### Testo fornito

________________

La crisi del Covid-19 ha messo l’Italia di fronte alla necessità di utilizzare massicciamente lo smartworking, un fatto che ha avuto un impatto molto forte su tutti noi, semplicemente perché non ci eravamo affatto abituati. Solo poche centinaia di migliaia di italiani infatti ricorrevano abitualmente allo smartworking prima, con un approccio quasi “sperimentale” per lo più, tranne poche grandi aziende.
Qual è il bilancio di questa vera e propria rivoluzione? Molto positivo, ci tengo a dirlo. Passato il primo momento di smarrimento ci siamo resi conto tutti, aziende e lavoratori, dei benefici di questo nuovo modo di lavorare, che non implica solo l’adozione di nuove tecnologie e di digitalizzazione spinta, ma anche e soprattutto un rinnovamento culturale e un nuovo concetto di leadership e di misurazione dei risultati del proprio lavoro, non più legato e “certificato” dalla mera presenza in ufficio.
Come tutte le rivoluzioni, però, c’è anche un’altra faccia della medaglia, diciamo degli aspetti che vanno meglio messi a punto nei prossimi mesi: vediamone insieme alcuni.

________________

### Consegne
- a) Riporta il testo sullo smartworking partendo da "Qual è il bilancio" e fermandoti dopo "vediamone insieme alcuni.", ma sostituisci "benefici" con "vantaggi".
- b) Continua il testo sullo smartworking dopo la sua ultima frase.

[Estratti di dati]
________________

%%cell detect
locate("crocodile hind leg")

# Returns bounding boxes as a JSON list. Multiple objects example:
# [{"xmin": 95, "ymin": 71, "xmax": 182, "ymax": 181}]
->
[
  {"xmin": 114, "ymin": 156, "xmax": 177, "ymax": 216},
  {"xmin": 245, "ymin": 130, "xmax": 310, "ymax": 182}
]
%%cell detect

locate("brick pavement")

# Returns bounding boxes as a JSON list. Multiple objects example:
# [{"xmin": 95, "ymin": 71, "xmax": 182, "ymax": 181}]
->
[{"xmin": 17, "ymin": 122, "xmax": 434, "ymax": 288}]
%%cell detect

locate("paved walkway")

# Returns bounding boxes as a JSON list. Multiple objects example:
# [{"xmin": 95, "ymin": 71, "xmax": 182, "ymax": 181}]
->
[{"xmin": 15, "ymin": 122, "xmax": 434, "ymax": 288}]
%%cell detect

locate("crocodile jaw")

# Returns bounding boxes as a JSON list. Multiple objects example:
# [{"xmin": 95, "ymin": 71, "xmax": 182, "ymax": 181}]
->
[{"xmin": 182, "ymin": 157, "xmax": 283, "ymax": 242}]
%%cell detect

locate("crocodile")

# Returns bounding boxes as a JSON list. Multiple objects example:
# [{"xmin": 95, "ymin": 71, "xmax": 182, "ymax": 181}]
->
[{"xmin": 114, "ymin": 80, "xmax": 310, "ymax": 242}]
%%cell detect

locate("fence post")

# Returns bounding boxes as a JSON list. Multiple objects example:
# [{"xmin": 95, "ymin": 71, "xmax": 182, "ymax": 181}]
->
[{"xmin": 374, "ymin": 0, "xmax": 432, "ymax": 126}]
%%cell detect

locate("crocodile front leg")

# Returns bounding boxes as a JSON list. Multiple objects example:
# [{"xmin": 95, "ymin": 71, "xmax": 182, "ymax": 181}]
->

________________

### Risposte
- a)
Qual è il bilancio di questa vera e propria rivoluzione? Molto positivo, ci tengo a dirlo. Passato il primo momento di smarrimento ci siamo resi conto tutti, aziende e lavoratori, dei vantaggi di questo nuovo modo di lavorare, che non implica solo l’adozione di nuove tecnologie e di digitalizzazione spinta, ma anche e soprattutto un rinnovamento culturale e un nuovo concetto di leadership e di misurazione dei risultati del proprio lavoro, non più legato e “certificato” dalla mera presenza in ufficio.
Come tutte le rivoluzioni, però, c’è anche un’altra faccia della medaglia, diciamo degli aspetti che vanno meglio messi a punto nei prossimi mesi: vediamone insieme alcuni.

- b)
Lavorare da casa, in appartamenti di dimensioni ristrette, con la presenza del partner e dei figli, non è proprio semplicissimo: seguire le riunioni e al tempo stesso seguire i compiti dei figli, armonizzare la propria agenda lavorativa con quella del partner non è facile, ha messo a dura prova le ottime doti di organizzazione e la resilienza dei lavoratori italiani. In particolare, va detto, delle donne italiane, cui ancora oggi purtroppo spetta una fetta più importante delle responsabilità di gestione famigliare rispetto agli uomini. Lo smartworking in questi casi ha creato uno stress addizionale.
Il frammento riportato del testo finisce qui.